Copy the lines from the one containing "If you could put a point on the boardwalk" through the end of the listing, swapping "boardwalk edge" for "boardwalk railing" and keeping everything else the same.

[Excerpts from a point-labeling dataset]
** Start **

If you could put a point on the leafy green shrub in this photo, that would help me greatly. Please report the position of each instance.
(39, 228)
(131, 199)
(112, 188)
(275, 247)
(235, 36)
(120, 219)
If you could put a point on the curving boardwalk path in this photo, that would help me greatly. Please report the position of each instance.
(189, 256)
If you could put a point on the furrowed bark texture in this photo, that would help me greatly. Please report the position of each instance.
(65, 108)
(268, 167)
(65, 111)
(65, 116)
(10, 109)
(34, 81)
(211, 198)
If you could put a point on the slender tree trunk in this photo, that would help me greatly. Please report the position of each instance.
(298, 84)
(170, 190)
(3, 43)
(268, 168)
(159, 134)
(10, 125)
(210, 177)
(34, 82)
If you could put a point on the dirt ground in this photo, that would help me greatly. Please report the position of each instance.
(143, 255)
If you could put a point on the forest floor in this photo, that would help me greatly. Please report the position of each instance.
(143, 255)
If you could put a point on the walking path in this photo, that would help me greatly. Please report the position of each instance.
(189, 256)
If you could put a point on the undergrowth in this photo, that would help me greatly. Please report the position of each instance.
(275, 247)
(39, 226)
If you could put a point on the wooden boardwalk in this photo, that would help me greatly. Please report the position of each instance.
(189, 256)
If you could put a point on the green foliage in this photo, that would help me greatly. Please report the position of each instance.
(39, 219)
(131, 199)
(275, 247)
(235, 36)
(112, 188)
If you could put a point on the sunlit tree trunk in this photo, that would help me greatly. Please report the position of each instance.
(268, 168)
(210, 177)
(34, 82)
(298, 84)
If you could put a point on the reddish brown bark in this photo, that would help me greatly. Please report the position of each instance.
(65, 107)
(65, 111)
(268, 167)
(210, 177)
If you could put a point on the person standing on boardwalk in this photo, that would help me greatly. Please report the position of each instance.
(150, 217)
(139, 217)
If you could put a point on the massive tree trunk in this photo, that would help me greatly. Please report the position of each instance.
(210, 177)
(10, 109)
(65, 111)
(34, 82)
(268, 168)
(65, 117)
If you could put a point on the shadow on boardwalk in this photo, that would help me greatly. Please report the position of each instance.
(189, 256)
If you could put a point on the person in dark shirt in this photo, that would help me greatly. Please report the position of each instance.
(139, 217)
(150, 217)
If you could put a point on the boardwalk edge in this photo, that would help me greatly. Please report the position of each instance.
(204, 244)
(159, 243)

** End **

## Exercise output:
If you could put a point on the boardwalk railing in this photo, that would help me greatly. Please report the position of each instance.
(204, 244)
(159, 243)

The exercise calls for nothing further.